PROBLEM TO WORK ON
Where a picture appears, leave it out, and print the rest of the records as they are.

--- GIVEN INFORMATION Enclosed Below ---

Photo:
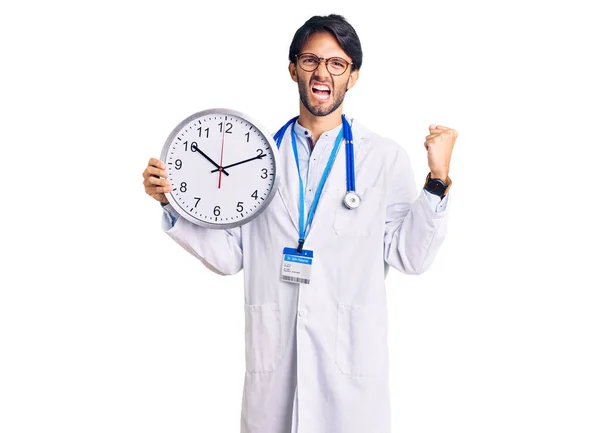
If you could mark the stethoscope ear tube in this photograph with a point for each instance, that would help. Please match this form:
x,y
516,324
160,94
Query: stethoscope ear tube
x,y
351,198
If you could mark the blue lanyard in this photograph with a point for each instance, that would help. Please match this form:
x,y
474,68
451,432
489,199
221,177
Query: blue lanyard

--- End of Enclosed GIVEN INFORMATION ---

EXERCISE RESULT
Photo:
If you could mark the stethoscope ear tube in this photograph with a point for each instance, that would help. Please match this form:
x,y
516,324
160,94
Query: stethoscope ear tube
x,y
351,198
If you could mark the blue lanyard in this photograph with a point for each instance, that would help. Please match this form:
x,y
474,68
451,432
489,199
221,177
Query: blue lanyard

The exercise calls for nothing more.